• Excerpt:
------------------------------------
- Supreme Court of the United States

Argued December 5, 1933 Decided January 8, 1934
- Full case name: Burroughs and Cannon v. United States
- Citations: 290 U.S. 534 (more) 54 S. Ct. 287; 78 L. Ed. 484; 1934 U.S. LEXIS 454

Case history
- Prior: On appeal from the U.S. Court of Appeals for the District of Columbia

Holding
- Incorporation by description may be considered in determining the adequacy of conspiracy and substantive counts; Federal Corrupt Practices Act of 1925 is not in violation of the Federal Constitution, Art. II. 1

Court membership
- Chief Justice Charles E. Hughes Associate Justices Willis Van Devanter · James C. McReynolds Louis Brandeis · George Sutherland Pierce Butler · Harlan F. Stone Owen Roberts · Benjamin N. Cardozo

Case opinions
- Majority: Sutherland, joined by Hughes, Van Devanter, Brandeis, Butler, Stone, Roberts, Cardozo
- Dissent: McReynolds

Laws applied
- Federal Corrupt Practices Act, 2 U.S.C. § 241; U.S. Const. art. II, § 1, cl. 2

= Burroughs v. United States =

Burroughs v. United States, 290 U.S. 534 (1934), was a United States Supreme Court case in which the Court upheld as constitutional the financial disclosure and reporting requirements of the Federal Corrupt Practices Act. The court also held that certain counts incorporated by description in other counts of an indictment may be considered in determining the adequacy of the original certain counts.

== Background ==
The Federal Corrupt Practices Act (FCPA) as amended in 1925 required political election committees to keep a detailed account of all contributions made to or by the committee. The treasurer of the committee must then file the accounts with the clerk of the United States House of Representatives.

James Cannon Jr. was the chairman, and Ada L. Burroughs the treasurer, of a political election committee from July 22, 1928, to March 16, 1929. During that time, the committee accepted contributions and made expenditures to influence the election of presidential and vice presidential electors in two states. They agreed that they would not file the requisite reports. Cannon, a powerful lobbyist, was investigated by Congress, and found in violation of the FCPA.

A grand jury returned an indictment with 11 counts against Burroughs and Cannon. The first eight counts alleged a substantive violation of the Act, but poorly described the crimes. A ninth count against Burroughs more specifically alleged a violation of the Act. A tenth count made a conspiracy charge against Cannon based on the ninth charge.

Cannon and Burroughs claimed that each count of the indictment failed to allege an offense under the FCPA, and that the FCPA violated Article II, Section 1 of the United States Constitution

The district court found all 11 counts of the indictment to be imperfect, rendering judgment on the constitutional violation moot. The court of appeals reversed, finding that the ninth count was specific enough to charge Burroughs with conspiracy. The incorporation by reference of the ninth count by the other counts was sufficient to perfect the remaining counts. It also ruled that the FCPA was not unconstitutional. The defendants appealed to the Supreme Court.

== Opinion of the Court ==
=== Majority ===
Justice George Sutherland, writing for the majority, argued that the ninth charge contained enough information to uphold all 10 counts in the indictment. The majority did find that there was a failure in the first eight counts to charge an offense under the statute. However, the ninth count was described sufficiently. Since the first eight counts referenced the ninth count, that was enough to indict the two individuals. Although the tenth count (conspiracy, against Cannon) was imperfect on its own, it, too, referenced the ninth count. That, the court held, was sufficient to save the tenth count.
------------------------------------
• Your instructions: From the article on Burroughs v. United States, write out the passage starting at "James Cannon Jr." and ending at "of the FCPA." word for word. The rows that follow come from a different source.

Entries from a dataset
------------------------------------
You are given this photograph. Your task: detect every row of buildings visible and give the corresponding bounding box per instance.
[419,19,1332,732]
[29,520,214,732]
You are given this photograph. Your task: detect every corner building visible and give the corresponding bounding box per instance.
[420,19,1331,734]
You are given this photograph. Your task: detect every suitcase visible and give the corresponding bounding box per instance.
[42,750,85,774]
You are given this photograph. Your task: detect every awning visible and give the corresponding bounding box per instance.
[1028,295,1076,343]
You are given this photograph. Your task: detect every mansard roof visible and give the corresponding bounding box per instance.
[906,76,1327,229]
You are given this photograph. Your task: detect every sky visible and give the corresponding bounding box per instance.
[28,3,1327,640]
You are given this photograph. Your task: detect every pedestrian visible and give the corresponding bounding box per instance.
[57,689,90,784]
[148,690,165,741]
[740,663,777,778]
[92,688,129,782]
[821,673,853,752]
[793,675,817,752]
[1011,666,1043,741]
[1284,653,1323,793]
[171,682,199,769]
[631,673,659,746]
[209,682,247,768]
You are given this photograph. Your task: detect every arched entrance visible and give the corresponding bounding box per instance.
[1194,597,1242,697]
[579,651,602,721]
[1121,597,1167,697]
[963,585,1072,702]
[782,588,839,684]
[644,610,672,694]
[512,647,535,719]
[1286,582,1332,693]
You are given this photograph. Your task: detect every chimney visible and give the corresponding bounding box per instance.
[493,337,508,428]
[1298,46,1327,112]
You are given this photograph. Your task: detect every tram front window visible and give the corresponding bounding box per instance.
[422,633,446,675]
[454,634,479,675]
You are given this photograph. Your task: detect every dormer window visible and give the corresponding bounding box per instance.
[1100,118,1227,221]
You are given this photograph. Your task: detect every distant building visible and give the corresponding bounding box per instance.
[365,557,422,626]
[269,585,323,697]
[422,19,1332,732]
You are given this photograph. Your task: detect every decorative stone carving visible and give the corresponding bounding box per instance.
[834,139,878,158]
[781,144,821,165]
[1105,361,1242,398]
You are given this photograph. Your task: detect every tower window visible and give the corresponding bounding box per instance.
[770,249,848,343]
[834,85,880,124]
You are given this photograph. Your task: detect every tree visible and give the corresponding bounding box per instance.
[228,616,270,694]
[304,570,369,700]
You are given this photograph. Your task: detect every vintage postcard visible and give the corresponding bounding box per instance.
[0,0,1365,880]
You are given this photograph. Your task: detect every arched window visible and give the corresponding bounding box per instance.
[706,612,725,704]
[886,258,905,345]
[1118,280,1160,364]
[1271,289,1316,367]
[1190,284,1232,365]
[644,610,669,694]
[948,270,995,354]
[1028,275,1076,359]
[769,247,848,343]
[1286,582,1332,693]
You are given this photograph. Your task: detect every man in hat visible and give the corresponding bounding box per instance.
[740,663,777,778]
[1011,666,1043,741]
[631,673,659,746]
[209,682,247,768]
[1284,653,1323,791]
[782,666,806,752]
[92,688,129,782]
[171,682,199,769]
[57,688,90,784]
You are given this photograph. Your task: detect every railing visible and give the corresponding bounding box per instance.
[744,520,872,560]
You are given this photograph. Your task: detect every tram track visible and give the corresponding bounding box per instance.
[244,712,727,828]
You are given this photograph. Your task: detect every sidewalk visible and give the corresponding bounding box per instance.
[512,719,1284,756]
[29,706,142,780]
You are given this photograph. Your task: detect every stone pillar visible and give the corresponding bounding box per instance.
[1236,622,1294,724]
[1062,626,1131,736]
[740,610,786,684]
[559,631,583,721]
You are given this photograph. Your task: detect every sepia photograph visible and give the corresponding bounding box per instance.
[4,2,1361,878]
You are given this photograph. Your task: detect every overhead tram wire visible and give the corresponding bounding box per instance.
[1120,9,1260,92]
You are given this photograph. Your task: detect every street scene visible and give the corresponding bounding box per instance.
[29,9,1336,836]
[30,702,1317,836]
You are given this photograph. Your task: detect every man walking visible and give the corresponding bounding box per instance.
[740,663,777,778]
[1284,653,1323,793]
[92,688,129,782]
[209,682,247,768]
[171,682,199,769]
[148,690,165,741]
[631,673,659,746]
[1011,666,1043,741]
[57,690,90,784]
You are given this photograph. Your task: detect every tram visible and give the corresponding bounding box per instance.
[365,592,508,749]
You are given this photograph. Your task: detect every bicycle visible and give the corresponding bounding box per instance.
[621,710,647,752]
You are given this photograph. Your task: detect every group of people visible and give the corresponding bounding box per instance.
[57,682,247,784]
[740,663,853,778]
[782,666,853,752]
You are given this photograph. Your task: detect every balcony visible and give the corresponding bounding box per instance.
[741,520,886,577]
------------------------------------
• Full response:
James Cannon Jr. was the chairman, and Ada L. Burroughs the treasurer, of a political election committee from July 22, 1928, to March 16, 1929. During that time, the committee accepted contributions and made expenditures to influence the election of presidential and vice presidential electors in two states. They agreed that they would not file the requisite reports. Cannon, a powerful lobbyist, was investigated by Congress, and found in violation of the FCPA.